**TASKS AND EXERCISES**
a: Reproduce the stretch of the fork-hole thread from "I was under" through "on the downhills.".
b: In the fork-hole thread, which side of the fork does gabkr say the hole is on?
c: Supply what comes next in the fork-hole thread, picking up after its final line.

[Begin QUOTED TEXT]

# Hole-fork Madone 7 2014



## gabkr (Mar 30, 2012)

Should I be worried about this:


----------



## ibericb (Oct 28, 2014)

About what ?


----------



## gabkr (Mar 30, 2012)

gabkr said:


> Should I be worried about this:


 sorry trying to post pic


----------



## ibericb (Oct 28, 2014)

Taking a wild stab - are you possibly concerned about a small, perfect looking hole on the inside of the fork just above the dropout?


----------



## gabkr (Mar 30, 2012)

*Hole*



ibericb said:


> Taking a wild stab - are you possibly concerned about a small, perfect looking hole on the inside of the fork just above the dropout?


Yes,on the right side.


----------



## gabkr (Mar 30, 2012)

I was under the impression it was part of manufacturing process,did the Six Gap ride in North Georgia this past weekend and started thinking about it on the downhills.


----------



## ibericb (Oct 28, 2014)

Look on the left side - there should be a matching one there too, as well as one on each side at the end of the end of the stays near the rear dropout (may have to look a bit for these). What I'm describing are vent holes, designed in so that during bladder molding all of the air that would be trapped during bladder expansion has an easy exit at what otherwise would be end of a dead-end tube.


----------



## gabkr (Mar 30, 2012)

Could not find hole on other side, covered by paint.... I can stick a paper clip end through fork to other side.


----------



## ibericb (Oct 28, 2014)

Need pics.


----------



## gabkr (Mar 30, 2012)

Send me PM w/ email, could not get to post the other night


----------



## nhluhr (Sep 9, 2010)

[End QUOTED TEXT]
[Begin STORED DATA]

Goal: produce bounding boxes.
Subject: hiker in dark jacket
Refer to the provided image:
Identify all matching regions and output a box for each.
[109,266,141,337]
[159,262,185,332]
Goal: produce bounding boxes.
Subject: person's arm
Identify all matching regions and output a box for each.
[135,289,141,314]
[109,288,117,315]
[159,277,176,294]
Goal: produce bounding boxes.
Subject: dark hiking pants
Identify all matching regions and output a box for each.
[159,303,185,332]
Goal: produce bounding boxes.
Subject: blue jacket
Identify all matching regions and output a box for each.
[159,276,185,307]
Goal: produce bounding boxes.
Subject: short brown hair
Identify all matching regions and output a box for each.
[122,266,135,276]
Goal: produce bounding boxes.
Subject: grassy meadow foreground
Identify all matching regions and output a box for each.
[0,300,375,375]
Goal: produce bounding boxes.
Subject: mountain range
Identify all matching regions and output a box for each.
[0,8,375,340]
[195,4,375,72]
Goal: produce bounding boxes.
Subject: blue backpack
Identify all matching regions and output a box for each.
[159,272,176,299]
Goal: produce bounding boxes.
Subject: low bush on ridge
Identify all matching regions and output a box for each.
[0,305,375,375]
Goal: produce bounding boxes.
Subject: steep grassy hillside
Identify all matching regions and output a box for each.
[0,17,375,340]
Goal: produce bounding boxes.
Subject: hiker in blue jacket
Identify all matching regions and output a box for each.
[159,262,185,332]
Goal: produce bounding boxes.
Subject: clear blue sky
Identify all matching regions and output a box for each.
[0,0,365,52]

[End STORED DATA]

**RESULTS**
a:
I was under the impression it was part of manufacturing process,did the Six Gap ride in North Georgia this past weekend and started thinking about it on the downhills.

b: The right side.

c:
just upload your photo to imgur.com and then put the link here.


----------



## gabkr (Mar 30, 2012)

Imgur: The most awesome images on the Internet
Imgur: The most awesome images on the Internet
Imgur: The most awesome images on the Internet
Imgur: The most awesome images on the Internet


----------



## gabkr (Mar 30, 2012)

Thanks for picture help..... Second one is out of focus


----------



## ibericb (Oct 28, 2014)

Taken alone, that looks like a vent hole to me. It was there before painting. There should be an identical one on the other fork tube. Maybe it got painted over?


----------



## .je (Aug 25, 2012)

I'll try for you:


----------



## nhluhr (Sep 9, 2010)

ibericb said:


> Taken alone, that looks like a vent hole to me. It was there before painting. There should be an identical one on the other fork tube. Maybe it got painted over?


Yeah I think the paint INSIDE the hole is proof that it was there from the factory. I'm not at the shop (so no madones sitting around to compare) but either way, holes like that do exist on every carbon fork/frame I've ever inspected so I wouldn't be worried about it.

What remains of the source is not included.